**ACTIVITY 1**.
Using the text on health care technology, decide whether each statement below agrees with it. Answer yes or no for each, and quote the words from the text that settle it.
(a) The study involving Explorys drew on data from more than 950,000 patients.
(b) The study involving Explorys took several years to complete.
(c) About 97,000 health apps can be downloaded today.
**ACTIVITY 2**. Carry on the text on health care technology from the point where it stops.

**PAGE TEXT**.
Electronic health records, for example, provide unprecedented opportunities to track trends for individual patients and larger groups. Last year, scientists from Cleveland Clinic spinoff Explorys and university faculty members analyzed data from more than 950,000 patients. The research identified characteristics of those most at risk for blood clots in their lungs or extremities. A traditional version of this type of research would take years; with Explorys' big data platform, the entire project took 125 hours.

Then there is mobile health. Today, 97,000 health apps are available for download, and projections call for the market to reach $26 billion a year by 2017. Consumers can use a smartphone to transmit heart rhythms, to check for ear infections, and even send daily patient activity logs to doctors.

Educators must present the range of options—and the tools required—to realize technology's enormous potential.

Humanity

"Treat the Patient, Not the CT Scan," read the headline of Stanford medical professor Abraham Verghese's New York Times column. As valuable as technology is in assessing patient conditions, it alone cannot replace conversations with patients and families and careful physical examinations.

[Stored items]
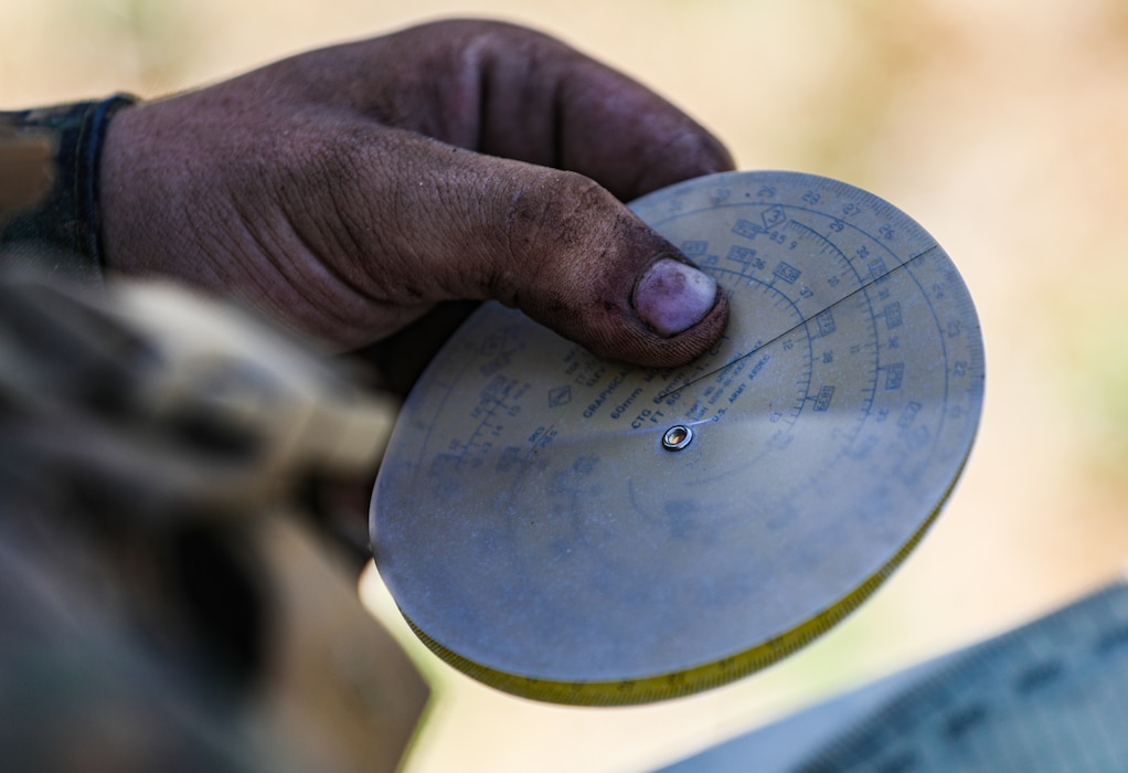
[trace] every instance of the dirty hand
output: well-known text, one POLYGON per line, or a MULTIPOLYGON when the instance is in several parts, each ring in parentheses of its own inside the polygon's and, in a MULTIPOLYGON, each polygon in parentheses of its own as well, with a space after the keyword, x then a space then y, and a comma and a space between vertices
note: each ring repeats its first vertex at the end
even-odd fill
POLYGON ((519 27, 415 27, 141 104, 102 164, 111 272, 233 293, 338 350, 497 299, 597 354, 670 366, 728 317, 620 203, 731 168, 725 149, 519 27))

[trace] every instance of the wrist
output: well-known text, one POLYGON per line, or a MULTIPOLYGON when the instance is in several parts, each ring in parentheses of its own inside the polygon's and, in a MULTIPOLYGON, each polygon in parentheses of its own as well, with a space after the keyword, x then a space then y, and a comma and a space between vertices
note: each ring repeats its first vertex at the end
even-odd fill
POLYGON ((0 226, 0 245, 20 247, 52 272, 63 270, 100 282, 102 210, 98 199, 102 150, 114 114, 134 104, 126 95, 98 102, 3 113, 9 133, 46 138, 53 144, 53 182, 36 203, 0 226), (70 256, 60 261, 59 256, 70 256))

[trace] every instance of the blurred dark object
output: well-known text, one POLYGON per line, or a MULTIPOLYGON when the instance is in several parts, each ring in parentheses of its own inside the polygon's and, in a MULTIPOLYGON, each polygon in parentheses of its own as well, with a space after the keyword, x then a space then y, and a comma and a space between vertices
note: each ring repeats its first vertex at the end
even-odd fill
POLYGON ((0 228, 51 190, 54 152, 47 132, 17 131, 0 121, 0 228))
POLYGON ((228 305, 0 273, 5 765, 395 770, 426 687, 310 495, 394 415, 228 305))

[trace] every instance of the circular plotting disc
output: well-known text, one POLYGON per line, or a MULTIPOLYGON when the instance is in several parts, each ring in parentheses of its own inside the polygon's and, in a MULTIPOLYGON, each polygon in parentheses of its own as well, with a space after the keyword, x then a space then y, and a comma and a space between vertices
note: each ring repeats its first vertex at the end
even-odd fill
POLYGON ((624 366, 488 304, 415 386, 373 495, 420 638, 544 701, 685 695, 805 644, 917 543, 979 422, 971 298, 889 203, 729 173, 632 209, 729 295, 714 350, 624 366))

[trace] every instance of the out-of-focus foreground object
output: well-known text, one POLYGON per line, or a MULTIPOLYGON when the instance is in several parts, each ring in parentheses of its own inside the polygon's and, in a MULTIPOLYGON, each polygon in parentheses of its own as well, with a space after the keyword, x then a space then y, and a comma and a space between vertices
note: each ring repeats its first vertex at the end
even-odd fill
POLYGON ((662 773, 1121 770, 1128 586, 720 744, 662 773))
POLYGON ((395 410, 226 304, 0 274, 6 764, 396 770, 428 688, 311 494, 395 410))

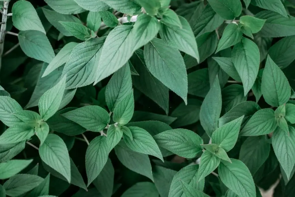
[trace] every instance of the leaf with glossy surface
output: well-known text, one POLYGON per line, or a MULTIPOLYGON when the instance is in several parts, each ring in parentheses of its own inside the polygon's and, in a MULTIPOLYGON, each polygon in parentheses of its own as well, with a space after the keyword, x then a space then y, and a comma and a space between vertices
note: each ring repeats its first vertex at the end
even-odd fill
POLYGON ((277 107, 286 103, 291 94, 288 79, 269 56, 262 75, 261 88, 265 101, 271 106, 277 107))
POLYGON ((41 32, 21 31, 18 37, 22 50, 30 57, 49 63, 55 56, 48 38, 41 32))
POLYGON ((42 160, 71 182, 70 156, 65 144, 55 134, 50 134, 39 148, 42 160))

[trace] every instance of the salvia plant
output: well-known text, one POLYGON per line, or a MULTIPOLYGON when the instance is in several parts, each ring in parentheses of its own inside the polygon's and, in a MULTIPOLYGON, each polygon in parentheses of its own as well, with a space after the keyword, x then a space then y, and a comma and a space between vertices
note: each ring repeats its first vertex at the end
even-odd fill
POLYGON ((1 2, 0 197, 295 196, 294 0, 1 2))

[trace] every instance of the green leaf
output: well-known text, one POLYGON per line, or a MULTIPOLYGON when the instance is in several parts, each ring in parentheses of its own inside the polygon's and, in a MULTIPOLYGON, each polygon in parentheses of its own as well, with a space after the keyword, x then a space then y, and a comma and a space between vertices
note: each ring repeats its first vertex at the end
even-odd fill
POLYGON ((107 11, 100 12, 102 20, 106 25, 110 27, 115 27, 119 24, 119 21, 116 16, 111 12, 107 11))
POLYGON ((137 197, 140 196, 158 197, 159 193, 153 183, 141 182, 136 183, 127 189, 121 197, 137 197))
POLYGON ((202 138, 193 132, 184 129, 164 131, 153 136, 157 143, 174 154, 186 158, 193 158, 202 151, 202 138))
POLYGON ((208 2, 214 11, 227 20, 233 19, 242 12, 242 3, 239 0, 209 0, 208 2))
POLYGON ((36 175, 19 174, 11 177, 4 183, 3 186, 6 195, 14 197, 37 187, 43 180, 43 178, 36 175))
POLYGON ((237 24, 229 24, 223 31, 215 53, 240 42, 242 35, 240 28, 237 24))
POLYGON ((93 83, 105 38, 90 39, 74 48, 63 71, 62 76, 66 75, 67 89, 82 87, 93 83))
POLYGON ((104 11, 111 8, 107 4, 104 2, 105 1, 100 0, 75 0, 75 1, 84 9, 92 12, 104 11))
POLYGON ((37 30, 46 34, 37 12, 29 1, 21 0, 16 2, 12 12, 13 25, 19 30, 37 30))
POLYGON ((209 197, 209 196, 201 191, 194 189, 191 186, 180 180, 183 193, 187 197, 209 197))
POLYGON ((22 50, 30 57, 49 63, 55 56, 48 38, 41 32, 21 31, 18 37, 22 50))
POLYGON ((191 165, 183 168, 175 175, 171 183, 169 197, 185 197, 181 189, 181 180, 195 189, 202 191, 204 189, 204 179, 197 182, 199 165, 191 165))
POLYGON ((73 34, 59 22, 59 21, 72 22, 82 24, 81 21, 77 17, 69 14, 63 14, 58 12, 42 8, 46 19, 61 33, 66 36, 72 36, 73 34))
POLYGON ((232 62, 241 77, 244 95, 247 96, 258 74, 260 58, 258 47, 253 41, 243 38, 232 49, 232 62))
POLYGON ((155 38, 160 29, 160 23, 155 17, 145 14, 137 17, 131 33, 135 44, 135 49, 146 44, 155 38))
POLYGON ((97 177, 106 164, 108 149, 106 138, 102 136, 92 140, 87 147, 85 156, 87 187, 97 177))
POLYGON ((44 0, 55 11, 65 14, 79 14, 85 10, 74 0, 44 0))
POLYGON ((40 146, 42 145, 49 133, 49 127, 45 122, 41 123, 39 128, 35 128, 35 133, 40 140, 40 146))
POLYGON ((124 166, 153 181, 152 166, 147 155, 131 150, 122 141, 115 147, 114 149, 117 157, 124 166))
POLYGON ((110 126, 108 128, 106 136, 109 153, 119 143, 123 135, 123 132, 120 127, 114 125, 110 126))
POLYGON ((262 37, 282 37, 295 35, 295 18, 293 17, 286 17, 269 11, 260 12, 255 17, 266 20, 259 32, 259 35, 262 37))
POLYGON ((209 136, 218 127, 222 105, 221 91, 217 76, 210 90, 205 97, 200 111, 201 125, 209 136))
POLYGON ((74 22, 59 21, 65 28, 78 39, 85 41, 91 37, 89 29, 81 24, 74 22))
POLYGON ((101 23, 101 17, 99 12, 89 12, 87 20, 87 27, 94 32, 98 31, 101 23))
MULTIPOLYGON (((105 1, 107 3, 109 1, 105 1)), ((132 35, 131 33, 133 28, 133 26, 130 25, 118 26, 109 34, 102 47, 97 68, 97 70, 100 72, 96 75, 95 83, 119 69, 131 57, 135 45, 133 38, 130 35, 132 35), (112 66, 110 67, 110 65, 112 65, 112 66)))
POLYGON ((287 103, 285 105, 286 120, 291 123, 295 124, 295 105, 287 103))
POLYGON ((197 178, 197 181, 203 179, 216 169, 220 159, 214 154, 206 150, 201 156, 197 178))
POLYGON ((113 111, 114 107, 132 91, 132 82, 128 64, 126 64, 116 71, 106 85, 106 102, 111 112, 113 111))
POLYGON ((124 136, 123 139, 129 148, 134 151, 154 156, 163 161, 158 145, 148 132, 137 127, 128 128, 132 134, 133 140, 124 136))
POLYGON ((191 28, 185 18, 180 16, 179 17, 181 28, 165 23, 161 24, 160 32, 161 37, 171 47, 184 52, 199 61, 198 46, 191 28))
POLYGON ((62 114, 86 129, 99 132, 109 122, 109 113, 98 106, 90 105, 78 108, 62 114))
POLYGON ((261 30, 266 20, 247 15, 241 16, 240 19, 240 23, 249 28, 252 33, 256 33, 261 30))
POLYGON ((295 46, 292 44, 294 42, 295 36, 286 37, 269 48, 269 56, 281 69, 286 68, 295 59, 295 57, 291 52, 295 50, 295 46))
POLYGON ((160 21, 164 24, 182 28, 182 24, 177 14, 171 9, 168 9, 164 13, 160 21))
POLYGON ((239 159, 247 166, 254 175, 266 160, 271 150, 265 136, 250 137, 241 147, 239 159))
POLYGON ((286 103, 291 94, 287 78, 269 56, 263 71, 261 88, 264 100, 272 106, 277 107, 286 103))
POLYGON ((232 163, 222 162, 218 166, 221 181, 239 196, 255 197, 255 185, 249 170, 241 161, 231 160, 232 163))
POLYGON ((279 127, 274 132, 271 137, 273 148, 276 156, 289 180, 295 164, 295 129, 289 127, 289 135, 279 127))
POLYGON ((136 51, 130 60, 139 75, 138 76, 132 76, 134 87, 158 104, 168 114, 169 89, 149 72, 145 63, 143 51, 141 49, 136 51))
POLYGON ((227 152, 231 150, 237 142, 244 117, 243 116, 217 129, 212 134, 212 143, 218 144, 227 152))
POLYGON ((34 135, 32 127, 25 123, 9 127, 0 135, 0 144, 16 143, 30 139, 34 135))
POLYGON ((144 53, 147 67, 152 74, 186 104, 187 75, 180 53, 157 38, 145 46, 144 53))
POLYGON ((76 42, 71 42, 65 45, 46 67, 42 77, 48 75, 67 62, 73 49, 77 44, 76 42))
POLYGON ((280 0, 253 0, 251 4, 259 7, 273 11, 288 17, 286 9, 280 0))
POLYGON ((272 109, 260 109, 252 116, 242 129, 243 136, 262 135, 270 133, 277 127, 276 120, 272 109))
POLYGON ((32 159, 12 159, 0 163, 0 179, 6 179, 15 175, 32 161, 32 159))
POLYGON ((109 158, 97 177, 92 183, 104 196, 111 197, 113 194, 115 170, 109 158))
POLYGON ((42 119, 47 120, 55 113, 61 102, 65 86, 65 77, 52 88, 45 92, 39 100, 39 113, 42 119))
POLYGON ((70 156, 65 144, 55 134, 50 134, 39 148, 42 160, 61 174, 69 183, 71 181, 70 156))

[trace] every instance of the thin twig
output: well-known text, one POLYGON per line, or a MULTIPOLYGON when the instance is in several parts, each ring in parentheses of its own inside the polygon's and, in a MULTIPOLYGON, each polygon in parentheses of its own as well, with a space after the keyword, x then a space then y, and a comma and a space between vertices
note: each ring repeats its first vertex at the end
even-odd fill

**TASK ANSWER 1**.
(a) Yes: "analyzed data from more than 950,000 patients"
(b) No: "the entire project took 125 hours"
(c) Yes: "Today, 97,000 health apps are available for download"

**TASK ANSWER 2**.
As physician and author Davis Liu explains, "... medical care is an incredible intersection of technology, science, emotions, and human imperfections in both providing care and comfort.

Lerner College includes a medical humanities curriculum, while the university program includes sessions on such topics as how to present distressing news to patients. Leaders of both tracks want to do more to strengthen students' understanding of the impact of culture and psychology on patients, and how to apply that knowledge to yield better outcomes.

Global Engagement

Established a quarter-century ago, Case Western Reserve's Center for Global Health and Diseases is renowned for its research and training programs focused on improving well-being worldwide. Researchers have made significant breakthroughs in identifying effective ways to reduce the spread of debilitating disease in developing nations and provided support to medical professionals within those nations. The school also has thriving partnerships with Asian organizations to study and help enhance care there; one example is a 10-year agreement with Shanghai Zhabei District Health Bureau to track the health of 48,000 Chinese residents to determine the impact of behaviors, genetics and environment on outcomes.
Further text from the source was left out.